--- SELECTED EXTRACT ---

ROS Contributor Spotlight: Ian McMahon

As part of our 10-year anniversary, we've selected a few key early contributors and asked them about their experiences with ROS.

Name: Ian McMahon

Company: Rethink Robotics

Favorite Fictional Robot: Probably C-3PO. Despite the fact that he is a worrywart, he always tells the main characters their exact odds of failure.

How did you get into robotics?

I have wanted to work in robotics for nearly as long as I can remember. I found myself intrigued about robotics after watching the Star Wars trilogy on loop for the entire winter holiday when I was about 8 years old. I remember being thoroughly surprised to find out that complex robots like C-3P0 didn't exist (yet) in the real world. Over the years, this interest was fed with the Lego Mindstorms Robotics Invention System with the RCX programmable brick. Then in high school, robotics turned into a full-blown passion of mine through FIRST Robotics. My dad (who is not an engineer) and I started the FIRST Team 1143 Cruzin' Comets in 2002 with the help of the community and three Lockheed Martin engineers who donated their time. After finishing my undergraduate degree in engineering, I came back as the electrical & programming mentor to the team in 2010. Now in its fifteenth year, Team 1143 is still going strong!

What is your current area of ROS development?

I am currently developing the ROS and Gazebo simulator interfaces for Rethink Robotics' Sawyer. These interfaces are used both by Rethink's developers to build Sawyer's Manufacturing software stack, as well as for end-users to program the robot in Research and Education mode. ROS runs down to the core of Rethink's robots: after receiving the state of the robot from the joint control boards, a ROS process then serves as our communication medium with the higher level motion planning framework and behavior tree. Our team wrote a new ROS Client Library for this purpose, which we recently open sourced: rosnodejs. Rethink's behavior tree and user interfaces are based on web technology with JavaScript and Node.js, so we built a new client library to facilitate integrating that technology into our ROS framework. The engineer who leads this development, Chris Smith, actually gave a talk on rosnodejs at ROSCon 2017.

How did you first hear about ROS?

--- DATASET ROWS ---

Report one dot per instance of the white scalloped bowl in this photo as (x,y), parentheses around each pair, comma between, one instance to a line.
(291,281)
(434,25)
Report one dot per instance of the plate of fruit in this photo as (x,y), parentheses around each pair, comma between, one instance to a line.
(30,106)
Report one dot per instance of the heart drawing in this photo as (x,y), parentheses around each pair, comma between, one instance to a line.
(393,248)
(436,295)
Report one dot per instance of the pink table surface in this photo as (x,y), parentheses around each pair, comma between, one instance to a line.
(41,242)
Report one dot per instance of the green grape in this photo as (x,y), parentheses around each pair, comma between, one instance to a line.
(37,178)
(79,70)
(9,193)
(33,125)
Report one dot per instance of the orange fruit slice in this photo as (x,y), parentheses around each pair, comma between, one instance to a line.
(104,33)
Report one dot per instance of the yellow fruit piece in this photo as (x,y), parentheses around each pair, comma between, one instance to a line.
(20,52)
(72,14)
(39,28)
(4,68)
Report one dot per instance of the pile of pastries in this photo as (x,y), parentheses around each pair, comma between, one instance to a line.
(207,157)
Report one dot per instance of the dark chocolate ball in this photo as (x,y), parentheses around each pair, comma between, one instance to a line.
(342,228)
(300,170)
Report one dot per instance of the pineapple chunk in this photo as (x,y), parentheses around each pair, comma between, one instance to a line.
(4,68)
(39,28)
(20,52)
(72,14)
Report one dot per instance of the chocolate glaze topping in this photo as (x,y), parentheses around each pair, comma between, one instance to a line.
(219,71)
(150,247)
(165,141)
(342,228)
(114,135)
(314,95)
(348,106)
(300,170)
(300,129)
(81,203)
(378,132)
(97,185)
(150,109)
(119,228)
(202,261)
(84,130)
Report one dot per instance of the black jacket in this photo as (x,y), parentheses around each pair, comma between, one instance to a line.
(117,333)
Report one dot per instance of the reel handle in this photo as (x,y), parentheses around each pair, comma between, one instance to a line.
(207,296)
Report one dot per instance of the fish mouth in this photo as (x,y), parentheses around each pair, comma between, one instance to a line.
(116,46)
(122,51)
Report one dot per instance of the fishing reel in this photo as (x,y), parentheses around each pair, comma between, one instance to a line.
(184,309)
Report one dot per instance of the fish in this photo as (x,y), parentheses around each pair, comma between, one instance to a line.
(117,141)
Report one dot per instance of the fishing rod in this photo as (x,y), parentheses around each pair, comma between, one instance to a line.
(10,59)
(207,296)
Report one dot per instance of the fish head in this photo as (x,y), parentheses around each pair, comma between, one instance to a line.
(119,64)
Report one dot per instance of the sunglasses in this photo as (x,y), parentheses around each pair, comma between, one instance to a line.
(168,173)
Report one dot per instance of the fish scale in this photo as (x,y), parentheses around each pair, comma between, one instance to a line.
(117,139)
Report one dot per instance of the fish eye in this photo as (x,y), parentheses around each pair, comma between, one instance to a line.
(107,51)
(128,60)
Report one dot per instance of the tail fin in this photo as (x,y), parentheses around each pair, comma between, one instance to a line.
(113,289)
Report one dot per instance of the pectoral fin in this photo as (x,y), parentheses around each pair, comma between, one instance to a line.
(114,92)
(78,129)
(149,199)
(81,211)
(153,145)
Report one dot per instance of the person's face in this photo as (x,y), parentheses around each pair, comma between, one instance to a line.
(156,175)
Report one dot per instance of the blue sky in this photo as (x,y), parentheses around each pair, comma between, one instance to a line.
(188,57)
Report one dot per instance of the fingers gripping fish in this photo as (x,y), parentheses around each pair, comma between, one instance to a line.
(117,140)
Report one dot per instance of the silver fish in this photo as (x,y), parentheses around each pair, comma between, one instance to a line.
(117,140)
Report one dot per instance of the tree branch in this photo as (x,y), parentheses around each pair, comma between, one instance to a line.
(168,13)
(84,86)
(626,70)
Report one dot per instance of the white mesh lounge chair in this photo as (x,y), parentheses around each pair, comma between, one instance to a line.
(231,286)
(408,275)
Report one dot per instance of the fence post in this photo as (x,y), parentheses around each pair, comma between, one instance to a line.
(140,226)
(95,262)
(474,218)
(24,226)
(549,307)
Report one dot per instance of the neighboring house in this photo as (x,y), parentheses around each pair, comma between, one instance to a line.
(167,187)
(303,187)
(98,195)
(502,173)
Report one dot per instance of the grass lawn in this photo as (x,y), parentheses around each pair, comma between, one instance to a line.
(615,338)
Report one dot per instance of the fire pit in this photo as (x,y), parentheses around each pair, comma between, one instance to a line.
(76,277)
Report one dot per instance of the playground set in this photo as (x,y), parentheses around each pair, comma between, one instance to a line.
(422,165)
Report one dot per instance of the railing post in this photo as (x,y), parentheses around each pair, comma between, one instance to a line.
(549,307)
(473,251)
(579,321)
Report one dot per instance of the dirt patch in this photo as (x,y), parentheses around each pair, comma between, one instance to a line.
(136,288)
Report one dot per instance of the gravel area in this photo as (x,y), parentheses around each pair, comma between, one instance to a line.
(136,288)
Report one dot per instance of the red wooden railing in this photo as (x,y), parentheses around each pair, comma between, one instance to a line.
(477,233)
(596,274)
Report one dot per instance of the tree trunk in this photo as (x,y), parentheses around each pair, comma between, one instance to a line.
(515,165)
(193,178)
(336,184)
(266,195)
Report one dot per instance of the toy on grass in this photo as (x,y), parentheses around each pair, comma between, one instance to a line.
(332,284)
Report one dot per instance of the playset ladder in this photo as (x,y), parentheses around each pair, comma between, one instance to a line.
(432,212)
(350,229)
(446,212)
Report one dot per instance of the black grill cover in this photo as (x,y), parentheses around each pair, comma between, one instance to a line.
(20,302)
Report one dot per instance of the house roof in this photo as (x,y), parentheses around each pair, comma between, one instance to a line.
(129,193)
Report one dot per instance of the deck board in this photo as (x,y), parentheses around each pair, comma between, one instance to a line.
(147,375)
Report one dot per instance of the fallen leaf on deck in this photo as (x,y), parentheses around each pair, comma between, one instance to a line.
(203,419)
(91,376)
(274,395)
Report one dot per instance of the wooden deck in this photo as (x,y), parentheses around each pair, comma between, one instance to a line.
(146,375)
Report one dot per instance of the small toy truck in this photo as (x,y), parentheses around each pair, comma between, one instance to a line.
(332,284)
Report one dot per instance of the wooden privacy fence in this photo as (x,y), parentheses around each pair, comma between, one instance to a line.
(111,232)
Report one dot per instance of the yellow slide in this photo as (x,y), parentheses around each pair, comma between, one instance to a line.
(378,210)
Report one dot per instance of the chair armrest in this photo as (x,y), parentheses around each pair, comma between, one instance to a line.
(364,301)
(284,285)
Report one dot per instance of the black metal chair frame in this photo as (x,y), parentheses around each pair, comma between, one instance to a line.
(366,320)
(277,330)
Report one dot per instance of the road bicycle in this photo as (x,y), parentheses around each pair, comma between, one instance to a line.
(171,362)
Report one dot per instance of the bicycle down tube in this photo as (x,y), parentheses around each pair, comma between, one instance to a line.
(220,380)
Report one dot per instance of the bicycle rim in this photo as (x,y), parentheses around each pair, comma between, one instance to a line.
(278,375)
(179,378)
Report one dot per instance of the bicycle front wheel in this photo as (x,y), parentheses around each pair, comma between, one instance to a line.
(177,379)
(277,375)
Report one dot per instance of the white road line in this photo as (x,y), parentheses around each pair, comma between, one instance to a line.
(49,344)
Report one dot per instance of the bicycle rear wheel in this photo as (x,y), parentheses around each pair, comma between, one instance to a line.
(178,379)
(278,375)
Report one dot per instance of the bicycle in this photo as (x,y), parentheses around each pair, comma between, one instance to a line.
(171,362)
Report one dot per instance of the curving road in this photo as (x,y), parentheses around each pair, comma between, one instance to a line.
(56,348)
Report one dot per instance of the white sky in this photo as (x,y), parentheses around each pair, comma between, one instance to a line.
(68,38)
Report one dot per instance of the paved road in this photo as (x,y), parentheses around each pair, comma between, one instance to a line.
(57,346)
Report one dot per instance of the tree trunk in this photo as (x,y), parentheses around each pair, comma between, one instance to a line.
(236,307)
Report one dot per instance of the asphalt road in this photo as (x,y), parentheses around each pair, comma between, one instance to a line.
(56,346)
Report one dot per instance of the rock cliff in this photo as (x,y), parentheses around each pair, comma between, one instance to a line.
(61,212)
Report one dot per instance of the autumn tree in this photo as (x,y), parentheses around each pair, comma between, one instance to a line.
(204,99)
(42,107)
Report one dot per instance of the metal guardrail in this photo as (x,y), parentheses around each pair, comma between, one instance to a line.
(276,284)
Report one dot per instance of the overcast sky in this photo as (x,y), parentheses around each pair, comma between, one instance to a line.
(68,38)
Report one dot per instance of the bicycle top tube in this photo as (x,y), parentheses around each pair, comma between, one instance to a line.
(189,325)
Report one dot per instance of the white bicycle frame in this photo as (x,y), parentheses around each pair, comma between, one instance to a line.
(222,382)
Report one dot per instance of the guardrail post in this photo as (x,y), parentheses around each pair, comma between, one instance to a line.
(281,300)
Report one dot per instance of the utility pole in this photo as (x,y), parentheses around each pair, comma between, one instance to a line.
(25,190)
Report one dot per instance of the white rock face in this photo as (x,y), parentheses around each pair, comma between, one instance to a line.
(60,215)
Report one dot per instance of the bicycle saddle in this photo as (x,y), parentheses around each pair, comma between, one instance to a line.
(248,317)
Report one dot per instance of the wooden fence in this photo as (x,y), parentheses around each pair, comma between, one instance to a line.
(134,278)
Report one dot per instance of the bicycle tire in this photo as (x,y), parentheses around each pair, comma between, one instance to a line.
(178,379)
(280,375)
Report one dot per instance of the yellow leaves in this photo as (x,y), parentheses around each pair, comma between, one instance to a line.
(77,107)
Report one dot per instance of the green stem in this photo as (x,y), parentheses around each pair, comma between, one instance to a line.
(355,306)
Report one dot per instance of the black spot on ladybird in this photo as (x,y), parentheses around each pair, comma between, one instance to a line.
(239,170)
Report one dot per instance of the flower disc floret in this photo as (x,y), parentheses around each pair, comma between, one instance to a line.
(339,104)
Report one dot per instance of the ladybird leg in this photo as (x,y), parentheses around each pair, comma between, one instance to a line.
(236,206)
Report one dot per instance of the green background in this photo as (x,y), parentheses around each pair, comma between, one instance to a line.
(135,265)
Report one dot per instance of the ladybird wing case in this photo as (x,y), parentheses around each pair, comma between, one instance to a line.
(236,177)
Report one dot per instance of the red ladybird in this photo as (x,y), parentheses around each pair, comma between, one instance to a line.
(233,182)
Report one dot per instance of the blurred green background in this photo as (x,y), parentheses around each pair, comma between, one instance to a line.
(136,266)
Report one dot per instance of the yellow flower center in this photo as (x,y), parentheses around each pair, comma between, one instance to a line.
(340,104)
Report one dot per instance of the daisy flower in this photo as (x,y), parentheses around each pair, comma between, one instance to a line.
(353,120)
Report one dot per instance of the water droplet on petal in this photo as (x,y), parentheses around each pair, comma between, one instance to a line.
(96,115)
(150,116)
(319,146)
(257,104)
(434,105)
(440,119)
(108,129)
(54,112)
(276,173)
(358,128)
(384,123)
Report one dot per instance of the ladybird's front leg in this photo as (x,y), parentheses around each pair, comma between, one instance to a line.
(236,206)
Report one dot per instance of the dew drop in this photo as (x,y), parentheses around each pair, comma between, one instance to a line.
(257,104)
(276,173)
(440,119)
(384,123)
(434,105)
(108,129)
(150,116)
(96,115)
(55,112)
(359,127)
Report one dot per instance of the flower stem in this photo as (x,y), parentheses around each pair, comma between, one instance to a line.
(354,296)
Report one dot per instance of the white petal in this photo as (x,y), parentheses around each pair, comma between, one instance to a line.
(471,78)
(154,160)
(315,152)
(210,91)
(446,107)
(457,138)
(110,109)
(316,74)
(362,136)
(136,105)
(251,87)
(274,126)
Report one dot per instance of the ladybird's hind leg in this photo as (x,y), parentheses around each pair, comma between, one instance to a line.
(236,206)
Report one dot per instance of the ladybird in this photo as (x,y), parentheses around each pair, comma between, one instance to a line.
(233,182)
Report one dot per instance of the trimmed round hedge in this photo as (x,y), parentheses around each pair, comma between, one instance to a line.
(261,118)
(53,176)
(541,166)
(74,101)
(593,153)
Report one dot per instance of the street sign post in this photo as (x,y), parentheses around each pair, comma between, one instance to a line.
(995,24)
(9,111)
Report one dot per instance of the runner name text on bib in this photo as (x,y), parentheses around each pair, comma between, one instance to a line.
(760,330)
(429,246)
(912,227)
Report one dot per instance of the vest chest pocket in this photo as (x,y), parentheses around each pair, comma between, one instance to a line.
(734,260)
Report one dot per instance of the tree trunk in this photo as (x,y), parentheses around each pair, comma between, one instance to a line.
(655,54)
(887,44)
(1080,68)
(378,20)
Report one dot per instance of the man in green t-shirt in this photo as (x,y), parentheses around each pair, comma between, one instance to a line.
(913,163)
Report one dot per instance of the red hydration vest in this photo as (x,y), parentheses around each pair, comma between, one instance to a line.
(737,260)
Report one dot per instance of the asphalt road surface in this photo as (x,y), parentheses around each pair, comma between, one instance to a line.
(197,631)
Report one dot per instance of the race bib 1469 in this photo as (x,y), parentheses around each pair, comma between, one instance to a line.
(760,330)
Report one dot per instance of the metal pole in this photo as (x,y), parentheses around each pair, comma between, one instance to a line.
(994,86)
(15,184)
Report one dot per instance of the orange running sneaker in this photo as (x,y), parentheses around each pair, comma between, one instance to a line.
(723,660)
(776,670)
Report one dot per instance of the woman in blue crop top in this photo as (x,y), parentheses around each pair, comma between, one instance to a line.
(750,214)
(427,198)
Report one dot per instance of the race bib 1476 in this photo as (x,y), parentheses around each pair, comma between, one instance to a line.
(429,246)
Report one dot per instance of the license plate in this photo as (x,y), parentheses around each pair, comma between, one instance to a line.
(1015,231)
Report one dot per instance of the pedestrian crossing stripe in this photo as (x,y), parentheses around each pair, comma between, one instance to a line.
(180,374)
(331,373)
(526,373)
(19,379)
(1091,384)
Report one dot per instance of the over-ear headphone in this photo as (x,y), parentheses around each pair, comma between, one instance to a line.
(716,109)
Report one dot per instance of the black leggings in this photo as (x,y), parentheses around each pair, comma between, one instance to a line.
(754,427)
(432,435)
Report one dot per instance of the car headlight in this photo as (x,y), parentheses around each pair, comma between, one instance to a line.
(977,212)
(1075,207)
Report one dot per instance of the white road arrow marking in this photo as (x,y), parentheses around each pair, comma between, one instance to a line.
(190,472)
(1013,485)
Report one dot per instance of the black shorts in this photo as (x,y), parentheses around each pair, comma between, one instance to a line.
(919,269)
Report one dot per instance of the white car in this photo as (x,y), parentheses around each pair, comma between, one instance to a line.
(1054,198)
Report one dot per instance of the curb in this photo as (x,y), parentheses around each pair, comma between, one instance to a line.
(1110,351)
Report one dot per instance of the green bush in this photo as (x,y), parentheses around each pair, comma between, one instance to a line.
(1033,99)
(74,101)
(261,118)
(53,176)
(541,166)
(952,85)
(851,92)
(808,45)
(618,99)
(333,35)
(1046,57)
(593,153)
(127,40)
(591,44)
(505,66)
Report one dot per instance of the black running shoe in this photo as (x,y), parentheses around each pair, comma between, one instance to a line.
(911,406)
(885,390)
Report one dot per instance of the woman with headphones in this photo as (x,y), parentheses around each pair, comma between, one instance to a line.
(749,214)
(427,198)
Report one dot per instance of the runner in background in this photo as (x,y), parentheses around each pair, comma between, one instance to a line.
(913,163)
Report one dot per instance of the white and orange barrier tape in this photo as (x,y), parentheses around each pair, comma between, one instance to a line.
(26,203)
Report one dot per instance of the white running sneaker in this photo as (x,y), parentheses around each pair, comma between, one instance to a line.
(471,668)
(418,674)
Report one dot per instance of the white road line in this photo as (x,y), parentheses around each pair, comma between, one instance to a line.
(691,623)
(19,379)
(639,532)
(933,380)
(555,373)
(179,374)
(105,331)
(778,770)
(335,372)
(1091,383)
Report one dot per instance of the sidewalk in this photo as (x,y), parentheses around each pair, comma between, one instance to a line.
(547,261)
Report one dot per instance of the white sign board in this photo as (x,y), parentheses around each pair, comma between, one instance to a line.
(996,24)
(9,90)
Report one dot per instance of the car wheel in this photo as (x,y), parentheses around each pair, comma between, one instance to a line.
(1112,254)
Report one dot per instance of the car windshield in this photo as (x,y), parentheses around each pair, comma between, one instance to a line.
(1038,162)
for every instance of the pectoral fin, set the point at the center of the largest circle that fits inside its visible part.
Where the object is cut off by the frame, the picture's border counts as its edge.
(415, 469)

---

▸ **EXERCISES TO COMPLETE**:
1 > Locate each line of the records that contains the string "grass", and copy those lines.
2 > Go on with the ROS contributor spotlight interview, starting right after its last line.

▸ **PER-TASK ANSWERS**:
1 >
Report one dot per instance of the grass lawn in this photo as (x,y), parentheses around each pair, comma between, one instance to a line.
Report one dot per instance of the toy on grass in this photo as (x,y), parentheses around each pair, comma between, one instance to a line.

2 >
I first heard about ROS from a May 2010 IEEE article outlining the institutions that were selected for the PR2 Beta program. Immediately intrigued by the humanoid PR2 robot, I was also a bit shocked that it was programmed with the completely open source software framework, ROS. As a budding roboticist and open source enthusiast, I was thrilled that both complex robotics and open source code could exist in the same platform. This article came at a critical moment for me as in May 2010 I was in the middle of deciding between schools for my masters degree. I made my grad school choice after seeing that one of the schools on my list, the University of Pennsylvania, was selected for the PR2 Beta program. While at Penn, I focused on visual and haptic perception research with the PR2.

How long have you been working with ROS?

Just about seven and a half years now. After reading about ROS in 2010, I downloaded Box Turtle on my Mac, discovered it was non-trivial to install on anything other than Linux, and installed Ubuntu on my computer for the first time. Discovering that I loved Linux was just a happy side effect of using ROS. Since then, I've used ROS with several platforms over the years, including the PR2, Lego NXT & EV3, Atlas, Baxter and Sawyer robots.

What's your favorite thing about ROS? Least favorite?

Far and away my favorite thing about ROS is the community's ethos of working together rather than against each other on hard robot problems. For far too long, robot software has been developed in isolation, with each new generation of roboticists needing to reinvent the wheel with a monolithic program that does everything. While no individual piece of ROS will give you a fully functional robot software stack, taken together, and massaged a bit, a roboticist can "apt-get install" their way to a viable robotics software architecture, and then spend more time focusing on building their own robot applications. My least favorite aspect of ROS is its lack of support at the embedded layer. Larger robots typically usually use embedded hardware for commanding actuators and reading sensor values before communicating back with a more powerful host computer. Although ROS is fine if you're running on an embedded computer as powerful as a Raspberry Pi, it is not as useful for smaller (16 or 32-bit) microcontrollers. With smaller microcontrollers, ROS' memory and CPU footprint are too large to run properly, which is further compounded by ROS' lack of ability to communicate with the rest of the system in real time. At Rethink we built our own communications protocol to interface with the distributed Joint Control Boards (JCB's) of Baxter and Sawyer. The robot's ROS communication begins only after the JCB data reaches the robot's computer. It would be wonderful to have a lightweight and real time compatible implementation of ROS. I believe this is one of the goals for FastRTPS in ROS 2, to provide system-level ROS communication while running on things as small as 16-bit microcontrollers.

What do you do differently because of ROS? Or How would you do things differently if you didn't have ROS?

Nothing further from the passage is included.